>> Start

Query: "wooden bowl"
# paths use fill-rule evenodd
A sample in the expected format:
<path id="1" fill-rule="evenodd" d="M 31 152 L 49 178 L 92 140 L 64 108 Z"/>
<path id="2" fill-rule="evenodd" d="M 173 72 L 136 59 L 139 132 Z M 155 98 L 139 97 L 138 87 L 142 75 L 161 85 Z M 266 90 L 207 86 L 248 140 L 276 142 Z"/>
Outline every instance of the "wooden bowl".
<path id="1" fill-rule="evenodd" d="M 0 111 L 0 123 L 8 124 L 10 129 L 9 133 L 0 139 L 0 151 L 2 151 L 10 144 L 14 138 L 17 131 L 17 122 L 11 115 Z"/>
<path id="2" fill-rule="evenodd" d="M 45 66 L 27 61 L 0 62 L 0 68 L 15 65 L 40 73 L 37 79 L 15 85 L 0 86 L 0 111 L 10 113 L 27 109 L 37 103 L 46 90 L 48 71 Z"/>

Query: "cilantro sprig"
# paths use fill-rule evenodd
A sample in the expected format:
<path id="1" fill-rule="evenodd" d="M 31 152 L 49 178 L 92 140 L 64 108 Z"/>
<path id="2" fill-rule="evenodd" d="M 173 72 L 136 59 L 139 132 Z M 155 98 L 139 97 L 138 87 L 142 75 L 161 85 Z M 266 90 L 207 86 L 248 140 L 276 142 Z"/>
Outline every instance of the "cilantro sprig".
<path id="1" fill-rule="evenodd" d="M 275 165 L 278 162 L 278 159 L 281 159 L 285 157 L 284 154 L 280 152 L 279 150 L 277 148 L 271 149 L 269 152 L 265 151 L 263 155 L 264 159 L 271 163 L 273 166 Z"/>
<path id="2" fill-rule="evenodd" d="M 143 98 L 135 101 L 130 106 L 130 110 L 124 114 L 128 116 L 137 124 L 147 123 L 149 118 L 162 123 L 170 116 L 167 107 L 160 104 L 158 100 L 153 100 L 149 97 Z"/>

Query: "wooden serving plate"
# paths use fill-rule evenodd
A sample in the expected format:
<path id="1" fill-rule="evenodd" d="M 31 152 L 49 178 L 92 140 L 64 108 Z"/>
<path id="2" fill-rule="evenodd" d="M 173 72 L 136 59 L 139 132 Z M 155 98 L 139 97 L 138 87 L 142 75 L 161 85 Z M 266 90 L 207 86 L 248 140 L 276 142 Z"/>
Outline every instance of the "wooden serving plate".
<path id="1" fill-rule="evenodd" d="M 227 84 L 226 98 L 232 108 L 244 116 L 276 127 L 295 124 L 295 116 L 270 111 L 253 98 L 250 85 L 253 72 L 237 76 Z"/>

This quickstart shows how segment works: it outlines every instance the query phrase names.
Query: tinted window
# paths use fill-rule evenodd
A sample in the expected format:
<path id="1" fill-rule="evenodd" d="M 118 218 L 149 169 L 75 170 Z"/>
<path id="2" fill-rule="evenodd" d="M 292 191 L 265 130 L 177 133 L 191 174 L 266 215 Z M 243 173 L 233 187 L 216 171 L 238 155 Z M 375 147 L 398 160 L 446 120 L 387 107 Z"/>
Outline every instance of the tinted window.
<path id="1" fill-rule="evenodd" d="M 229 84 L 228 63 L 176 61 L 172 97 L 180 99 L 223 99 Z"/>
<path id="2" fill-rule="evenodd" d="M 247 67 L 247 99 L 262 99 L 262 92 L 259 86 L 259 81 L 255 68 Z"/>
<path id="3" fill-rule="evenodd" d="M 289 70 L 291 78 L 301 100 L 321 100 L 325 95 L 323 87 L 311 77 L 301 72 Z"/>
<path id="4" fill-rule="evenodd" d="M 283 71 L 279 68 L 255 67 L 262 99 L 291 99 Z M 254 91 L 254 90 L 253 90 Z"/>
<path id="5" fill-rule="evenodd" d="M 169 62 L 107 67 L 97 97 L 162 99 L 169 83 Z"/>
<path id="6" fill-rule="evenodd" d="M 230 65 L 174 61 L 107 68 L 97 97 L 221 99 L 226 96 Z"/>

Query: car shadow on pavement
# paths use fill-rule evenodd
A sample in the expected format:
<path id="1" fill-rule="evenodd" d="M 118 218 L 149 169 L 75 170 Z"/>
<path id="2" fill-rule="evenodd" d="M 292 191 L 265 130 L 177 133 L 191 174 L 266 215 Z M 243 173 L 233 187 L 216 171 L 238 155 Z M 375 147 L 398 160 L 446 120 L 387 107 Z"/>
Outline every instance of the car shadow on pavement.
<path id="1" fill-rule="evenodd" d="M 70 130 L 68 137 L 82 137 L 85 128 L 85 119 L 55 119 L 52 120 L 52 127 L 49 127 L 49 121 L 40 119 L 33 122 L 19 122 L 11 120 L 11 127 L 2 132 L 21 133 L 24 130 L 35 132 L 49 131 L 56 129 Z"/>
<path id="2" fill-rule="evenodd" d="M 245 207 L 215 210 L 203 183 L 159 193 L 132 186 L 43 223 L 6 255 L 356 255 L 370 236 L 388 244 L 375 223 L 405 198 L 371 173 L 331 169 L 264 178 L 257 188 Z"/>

>> End

## [WRITTEN TASK]
Quote all of the entries verbatim.

## [REPLY]
Query: "wooden bowl"
# paths use fill-rule evenodd
A sample in the expected format:
<path id="1" fill-rule="evenodd" d="M 31 152 L 49 178 L 92 140 L 64 108 Z"/>
<path id="2" fill-rule="evenodd" d="M 173 72 L 136 59 L 139 132 Z M 155 98 L 139 97 L 138 87 L 142 75 L 161 85 Z M 266 90 L 207 86 L 248 140 L 276 142 Z"/>
Outline every instance of the "wooden bowl".
<path id="1" fill-rule="evenodd" d="M 0 111 L 0 123 L 8 124 L 10 129 L 9 133 L 0 139 L 0 151 L 2 151 L 10 144 L 14 138 L 17 131 L 17 122 L 11 115 Z"/>
<path id="2" fill-rule="evenodd" d="M 45 66 L 27 61 L 0 62 L 0 68 L 15 65 L 40 73 L 37 79 L 15 85 L 0 86 L 0 111 L 10 113 L 27 109 L 37 103 L 46 90 L 48 71 Z"/>

Query: "cilantro sprig"
# paths use fill-rule evenodd
A sample in the expected format:
<path id="1" fill-rule="evenodd" d="M 31 152 L 49 178 L 92 140 L 64 108 Z"/>
<path id="2" fill-rule="evenodd" d="M 173 72 L 136 59 L 139 132 Z M 155 98 L 139 97 L 138 87 L 142 75 L 161 85 Z M 266 90 L 207 86 L 248 140 L 276 142 Z"/>
Outline every instance of the "cilantro sprig".
<path id="1" fill-rule="evenodd" d="M 275 165 L 278 162 L 278 159 L 281 159 L 285 157 L 284 154 L 280 152 L 279 150 L 277 148 L 271 149 L 269 152 L 265 151 L 263 155 L 264 159 L 271 163 L 273 166 Z"/>
<path id="2" fill-rule="evenodd" d="M 143 98 L 135 101 L 130 106 L 130 110 L 124 114 L 128 116 L 137 124 L 147 123 L 149 118 L 162 123 L 170 116 L 167 107 L 160 104 L 158 100 L 153 100 L 149 97 Z"/>

Query: "wooden serving plate"
# paths use fill-rule evenodd
A sample in the expected format:
<path id="1" fill-rule="evenodd" d="M 31 152 L 49 178 L 92 140 L 64 108 Z"/>
<path id="2" fill-rule="evenodd" d="M 173 72 L 136 59 L 139 132 Z M 155 98 L 139 97 L 138 87 L 142 75 L 161 85 Z M 266 90 L 207 86 L 248 140 L 276 142 Z"/>
Outline every instance of the "wooden serving plate".
<path id="1" fill-rule="evenodd" d="M 227 84 L 226 98 L 232 108 L 244 116 L 276 127 L 295 124 L 295 116 L 270 111 L 253 98 L 250 85 L 253 72 L 237 76 Z"/>

This quickstart shows how segment works: it outlines every instance the query phrase names.
Query: tinted window
# paths use fill-rule evenodd
A sample in the expected format:
<path id="1" fill-rule="evenodd" d="M 118 218 L 149 169 L 75 170 Z"/>
<path id="2" fill-rule="evenodd" d="M 292 191 L 265 130 L 177 133 L 191 174 L 266 215 Z M 243 173 L 233 187 L 216 171 L 238 155 Z M 375 147 L 398 160 L 446 120 L 387 107 Z"/>
Outline every instance of the tinted window.
<path id="1" fill-rule="evenodd" d="M 229 84 L 228 63 L 176 61 L 172 97 L 180 99 L 223 99 Z"/>
<path id="2" fill-rule="evenodd" d="M 247 67 L 247 99 L 262 99 L 262 92 L 259 86 L 259 81 L 255 68 Z"/>
<path id="3" fill-rule="evenodd" d="M 289 70 L 291 78 L 301 100 L 321 100 L 325 95 L 323 87 L 311 77 L 301 72 Z"/>
<path id="4" fill-rule="evenodd" d="M 283 71 L 279 68 L 255 67 L 262 99 L 291 99 Z M 254 91 L 254 90 L 253 90 Z"/>
<path id="5" fill-rule="evenodd" d="M 169 62 L 107 67 L 97 97 L 162 99 L 169 83 Z"/>
<path id="6" fill-rule="evenodd" d="M 230 65 L 174 61 L 107 68 L 97 97 L 221 99 L 226 96 Z"/>

Query: car shadow on pavement
# paths use fill-rule evenodd
A sample in the expected format:
<path id="1" fill-rule="evenodd" d="M 118 218 L 149 169 L 75 170 Z"/>
<path id="2" fill-rule="evenodd" d="M 292 191 L 265 130 L 177 133 L 191 174 L 266 215 Z M 243 173 L 233 187 L 216 171 L 238 155 Z M 375 147 L 398 160 L 446 120 L 387 107 Z"/>
Outline every instance of the car shadow on pavement.
<path id="1" fill-rule="evenodd" d="M 70 130 L 68 137 L 82 137 L 85 128 L 85 119 L 55 119 L 52 120 L 52 127 L 49 127 L 49 121 L 40 119 L 33 122 L 19 122 L 11 120 L 11 127 L 2 132 L 21 133 L 24 130 L 35 132 L 49 131 L 56 129 Z"/>
<path id="2" fill-rule="evenodd" d="M 245 207 L 215 210 L 203 183 L 159 193 L 132 186 L 43 223 L 6 255 L 356 255 L 370 236 L 388 244 L 375 223 L 405 198 L 371 173 L 331 169 L 264 178 L 257 188 Z"/>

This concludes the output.